Segment Start: Document excerpt

Skip to Content

Testing of machine learning systems – The new must have skill in 2018.


The key to learning is feedback. It is nearly impossible to learn anything without it” ― Steve D. Levitt, Think like a Freak.

Machine learning, very simply put, is applications based on prediction using models. Building systems that predict is hard and validating them is even harder.

To best illustrate this, an excellent use case is in the medical industry where machine learning systems are used for DNA analysis to determine participating candidates for research treatments. The input data in this case are the DNA sequences that are constantly refined based on the data that the medical industry gathers. The outputs are the DNA sequences of patients who will benefit most from the research treatments.
These systems are based on learning algorithms, which change over time based on the learning data and number of iterations. Hence from a testing standpoint, the results for a fixed set of input will change as we learn more about the inputs.

Traditional testing techniques are based on fixed inputs. Testers are hard-wired to believe, that given inputs x and y, the output will be z and this will be constant until the application undergoes changes. This is not true in machine learning systems. The output is not fixed. It will change over time as we know more and as the model on which the machine learning system is built evolves as it is fed more data. This forces the testing professional to think differently and adopt test strategies that are very different from traditional testing techniques.

Segment End: Document excerpt
Segment Start: Supplied data

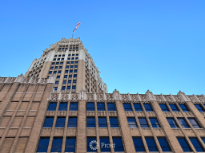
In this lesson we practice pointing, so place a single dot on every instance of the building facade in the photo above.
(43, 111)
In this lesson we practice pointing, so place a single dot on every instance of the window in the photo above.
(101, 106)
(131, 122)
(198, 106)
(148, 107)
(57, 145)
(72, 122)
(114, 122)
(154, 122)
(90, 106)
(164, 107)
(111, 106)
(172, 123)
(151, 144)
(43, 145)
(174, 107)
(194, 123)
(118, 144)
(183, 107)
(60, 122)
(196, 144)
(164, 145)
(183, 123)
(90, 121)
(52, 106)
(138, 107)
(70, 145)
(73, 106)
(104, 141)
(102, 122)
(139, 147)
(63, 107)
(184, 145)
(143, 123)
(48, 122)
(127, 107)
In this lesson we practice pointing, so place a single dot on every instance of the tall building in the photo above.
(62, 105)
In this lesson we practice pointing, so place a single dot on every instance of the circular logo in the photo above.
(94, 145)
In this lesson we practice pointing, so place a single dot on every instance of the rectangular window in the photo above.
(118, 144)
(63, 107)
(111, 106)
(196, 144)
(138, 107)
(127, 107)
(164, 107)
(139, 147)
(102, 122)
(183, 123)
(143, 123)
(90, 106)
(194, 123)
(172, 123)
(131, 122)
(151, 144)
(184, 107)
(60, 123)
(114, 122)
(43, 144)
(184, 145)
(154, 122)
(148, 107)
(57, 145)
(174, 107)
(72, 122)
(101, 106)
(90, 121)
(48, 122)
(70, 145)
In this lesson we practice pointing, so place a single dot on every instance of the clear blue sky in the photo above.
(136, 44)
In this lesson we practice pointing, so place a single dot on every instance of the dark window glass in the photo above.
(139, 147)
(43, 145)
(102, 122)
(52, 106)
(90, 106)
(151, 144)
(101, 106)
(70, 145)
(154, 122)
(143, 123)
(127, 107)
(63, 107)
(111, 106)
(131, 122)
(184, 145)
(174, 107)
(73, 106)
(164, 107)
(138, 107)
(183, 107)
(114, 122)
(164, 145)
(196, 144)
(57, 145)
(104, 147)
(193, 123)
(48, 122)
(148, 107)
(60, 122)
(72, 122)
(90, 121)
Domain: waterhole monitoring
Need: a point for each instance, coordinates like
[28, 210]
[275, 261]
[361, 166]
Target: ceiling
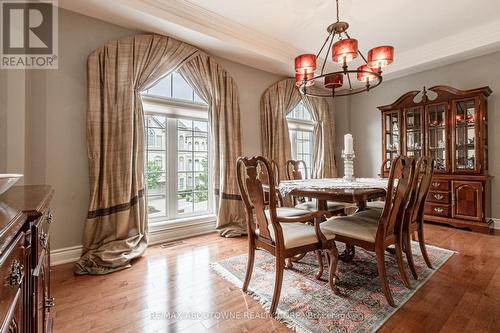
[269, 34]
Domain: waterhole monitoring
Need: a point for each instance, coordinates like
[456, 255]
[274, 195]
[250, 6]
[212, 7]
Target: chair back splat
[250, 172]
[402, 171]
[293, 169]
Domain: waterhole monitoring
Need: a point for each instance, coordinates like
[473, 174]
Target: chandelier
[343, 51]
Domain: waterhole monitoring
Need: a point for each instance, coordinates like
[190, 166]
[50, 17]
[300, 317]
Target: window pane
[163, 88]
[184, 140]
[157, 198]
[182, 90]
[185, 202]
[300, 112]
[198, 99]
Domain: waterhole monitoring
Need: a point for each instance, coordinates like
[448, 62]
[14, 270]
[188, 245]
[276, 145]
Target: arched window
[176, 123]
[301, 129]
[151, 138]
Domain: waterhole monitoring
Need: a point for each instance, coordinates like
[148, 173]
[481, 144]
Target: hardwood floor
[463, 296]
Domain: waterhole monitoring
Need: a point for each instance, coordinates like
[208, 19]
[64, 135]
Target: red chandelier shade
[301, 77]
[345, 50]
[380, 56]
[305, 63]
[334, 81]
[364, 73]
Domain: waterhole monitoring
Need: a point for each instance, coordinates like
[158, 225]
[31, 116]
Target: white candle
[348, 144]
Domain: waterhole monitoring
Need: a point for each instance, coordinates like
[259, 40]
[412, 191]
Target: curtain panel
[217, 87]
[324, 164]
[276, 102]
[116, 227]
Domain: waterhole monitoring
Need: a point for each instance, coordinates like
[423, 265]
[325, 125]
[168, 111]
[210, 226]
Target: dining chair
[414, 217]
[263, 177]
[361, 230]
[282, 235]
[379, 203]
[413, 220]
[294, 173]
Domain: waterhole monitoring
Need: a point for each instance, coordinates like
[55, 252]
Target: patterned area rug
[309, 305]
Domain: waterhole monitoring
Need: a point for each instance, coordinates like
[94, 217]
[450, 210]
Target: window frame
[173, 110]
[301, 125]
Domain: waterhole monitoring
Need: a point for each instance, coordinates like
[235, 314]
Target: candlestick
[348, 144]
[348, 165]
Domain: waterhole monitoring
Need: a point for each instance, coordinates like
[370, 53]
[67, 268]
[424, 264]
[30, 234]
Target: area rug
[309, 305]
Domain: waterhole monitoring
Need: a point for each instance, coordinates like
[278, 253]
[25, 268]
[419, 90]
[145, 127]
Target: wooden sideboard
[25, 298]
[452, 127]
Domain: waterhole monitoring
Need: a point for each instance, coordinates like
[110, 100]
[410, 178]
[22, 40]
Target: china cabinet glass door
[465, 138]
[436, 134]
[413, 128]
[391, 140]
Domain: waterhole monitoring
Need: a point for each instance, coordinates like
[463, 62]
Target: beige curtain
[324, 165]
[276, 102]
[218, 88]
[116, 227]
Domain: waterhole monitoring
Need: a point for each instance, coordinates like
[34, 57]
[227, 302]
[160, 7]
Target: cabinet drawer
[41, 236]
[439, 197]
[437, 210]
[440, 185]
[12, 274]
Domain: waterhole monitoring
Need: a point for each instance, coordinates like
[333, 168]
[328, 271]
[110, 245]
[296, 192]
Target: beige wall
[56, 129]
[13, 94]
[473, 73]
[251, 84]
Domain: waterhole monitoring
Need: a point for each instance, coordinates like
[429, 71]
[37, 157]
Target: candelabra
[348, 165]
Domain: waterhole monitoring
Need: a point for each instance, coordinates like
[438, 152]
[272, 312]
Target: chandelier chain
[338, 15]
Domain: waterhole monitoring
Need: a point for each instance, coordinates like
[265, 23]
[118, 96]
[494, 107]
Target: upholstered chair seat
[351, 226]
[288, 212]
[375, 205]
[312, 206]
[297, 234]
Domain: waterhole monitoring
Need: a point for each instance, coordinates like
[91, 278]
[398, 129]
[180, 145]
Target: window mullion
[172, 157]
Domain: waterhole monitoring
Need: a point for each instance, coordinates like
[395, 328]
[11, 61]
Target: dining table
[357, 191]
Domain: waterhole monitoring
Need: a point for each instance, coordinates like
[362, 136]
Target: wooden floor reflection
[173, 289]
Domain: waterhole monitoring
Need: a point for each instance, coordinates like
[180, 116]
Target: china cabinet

Segment End: Supplied data

• Task
In the article on testing machine learning systems, what are the outputs of the DNA analysis systems used in the medical industry?

• Solution
The DNA sequences of patients who will benefit most from the research treatments.